Source passage
--*--

On the eve of D-Day, June 6, 1944, Schroeder was a 25-year old Captain in command of the 219 men of Company F of the 2nd Battalion, 8th Infantry Regiment, 4th Infantry Division. The 8th Infantry Regiment was ordered to make the initial D-Day landing on Utah Beach as part of the invasion.
As they sailed to France from England on the night of June 5 aboard the Navy's USS Barnett on the rough English channel, they heard Supreme Allied Commander Gen. Dwight D. Eisenhower's exhortation to the troops over the radio, "Together, we shall achieve victory".Afterwards, the company commanders were summoned by the 2nd Battalion commander, Lt. Col. Carlton MacNeely, to Brig. Gen. Theodore Roosevelt, Jr.'s quarters for a final briefing before the invasion. When the meeting ended near midnight, Schroeder later recounted, the officers "wished each other well and shook hands", and MacNeely put his arm around Schroeder's shoulders. Addressing the young captain by his nickname, "Moose", MacNeely said, "Well, Moose, this is it. Give 'em hell!" Schroeder said they both "choked up" and he replied, "Well, colonel, I'll see you on the beach!" Roosevelt said, "Moose, take me in your boat when you go ashore".At 2:30 a.m. on June 6, Schroeder's company left the Barnett to board their LCVP landing craft. Before departing the Barnett to face the enemy, Schroeder wrote a letter to his wife: "I told her where I was, what I was about to do, and how much I loved her". At 6:28 a.m., two minutes ahead of the time set as H-Hour, Schroeder's unit was in the first wave of 20 LCVP's to disembark on Utah Beach. Schroeder's own assault boat, commanded by Navy Lieutenant (j.g.) Abraham Condiotti of Brooklyn, New York, was the first to hit the beach. In his boat were 32 men, including Gen. Roosevelt. Schroeder, one of more than 23,000 American soldiers to come ashore at Utah Beach, was the first American soldier to land on the beaches at Normandy on D-Day. He recalled to a television interviewer in 2008 that "80 percent of the guys on the boat were sick" due to the rough seas and, as his landing craft in the first wave neared the shore, Allied forces were still shelling Company F's designated landing site on Utah Beach. "They were dropping all those bombs on the place where we were going in" and his company had to disembark "without getting bombed by our own guys".

--*--

Assignment
Answer these questions from the D-Day passage.
(a) How many men were in Schroeder's Company F?
(b) What was the name of the ship that carried them from England?
(c) At what time did Schroeder's unit land on Utah Beach?
You won't need the data for anything about the D-Day passage.

Study material
--*--

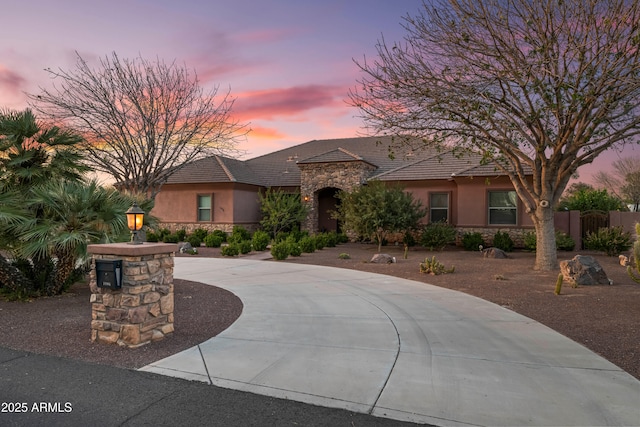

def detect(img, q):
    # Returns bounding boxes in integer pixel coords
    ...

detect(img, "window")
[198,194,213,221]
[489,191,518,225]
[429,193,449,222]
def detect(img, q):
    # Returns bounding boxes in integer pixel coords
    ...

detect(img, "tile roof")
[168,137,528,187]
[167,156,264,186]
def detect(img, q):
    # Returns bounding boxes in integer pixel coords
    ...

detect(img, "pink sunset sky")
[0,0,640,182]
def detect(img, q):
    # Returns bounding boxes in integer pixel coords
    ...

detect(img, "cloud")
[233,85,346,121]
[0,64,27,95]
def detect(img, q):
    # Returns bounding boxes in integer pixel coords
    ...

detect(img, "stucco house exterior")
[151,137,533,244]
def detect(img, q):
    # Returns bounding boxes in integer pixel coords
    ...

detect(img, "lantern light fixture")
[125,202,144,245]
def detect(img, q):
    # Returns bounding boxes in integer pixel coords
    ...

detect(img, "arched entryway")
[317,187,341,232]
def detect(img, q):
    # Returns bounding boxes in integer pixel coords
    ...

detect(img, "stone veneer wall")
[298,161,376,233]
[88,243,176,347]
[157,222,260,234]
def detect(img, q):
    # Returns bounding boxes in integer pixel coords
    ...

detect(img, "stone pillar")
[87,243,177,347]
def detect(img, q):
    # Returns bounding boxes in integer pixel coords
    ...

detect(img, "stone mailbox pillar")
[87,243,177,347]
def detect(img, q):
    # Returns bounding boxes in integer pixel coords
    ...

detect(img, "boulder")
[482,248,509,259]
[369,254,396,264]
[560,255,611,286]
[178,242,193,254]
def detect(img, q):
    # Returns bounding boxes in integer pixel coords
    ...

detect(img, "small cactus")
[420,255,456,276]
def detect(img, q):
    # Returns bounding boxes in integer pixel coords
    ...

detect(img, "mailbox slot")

--*--

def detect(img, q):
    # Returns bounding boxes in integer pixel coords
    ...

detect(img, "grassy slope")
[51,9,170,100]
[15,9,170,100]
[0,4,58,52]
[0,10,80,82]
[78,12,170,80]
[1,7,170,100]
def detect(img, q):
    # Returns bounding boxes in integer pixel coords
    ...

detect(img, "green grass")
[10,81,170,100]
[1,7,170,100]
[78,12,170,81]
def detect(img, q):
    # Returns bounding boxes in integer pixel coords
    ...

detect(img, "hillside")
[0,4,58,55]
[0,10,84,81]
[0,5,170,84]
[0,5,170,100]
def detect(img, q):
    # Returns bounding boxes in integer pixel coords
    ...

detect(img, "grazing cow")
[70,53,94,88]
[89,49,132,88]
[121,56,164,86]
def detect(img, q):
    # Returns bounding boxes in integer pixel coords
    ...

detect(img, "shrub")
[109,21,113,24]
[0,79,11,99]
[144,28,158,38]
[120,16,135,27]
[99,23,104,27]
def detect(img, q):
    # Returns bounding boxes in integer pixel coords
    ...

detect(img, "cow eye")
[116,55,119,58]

--*--

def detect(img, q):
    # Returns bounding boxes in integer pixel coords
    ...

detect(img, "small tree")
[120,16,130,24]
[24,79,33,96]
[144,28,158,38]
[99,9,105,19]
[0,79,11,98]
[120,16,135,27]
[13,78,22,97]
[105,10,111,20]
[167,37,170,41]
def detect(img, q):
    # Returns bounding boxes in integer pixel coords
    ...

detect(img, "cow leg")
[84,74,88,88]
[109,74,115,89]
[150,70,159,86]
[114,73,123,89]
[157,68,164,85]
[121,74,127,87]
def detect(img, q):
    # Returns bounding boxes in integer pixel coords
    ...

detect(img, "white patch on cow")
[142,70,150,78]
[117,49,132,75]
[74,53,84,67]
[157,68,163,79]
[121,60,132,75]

--*--

Problem solution
(a) 219
(b) USS Barnett
(c) 6:28 a.m.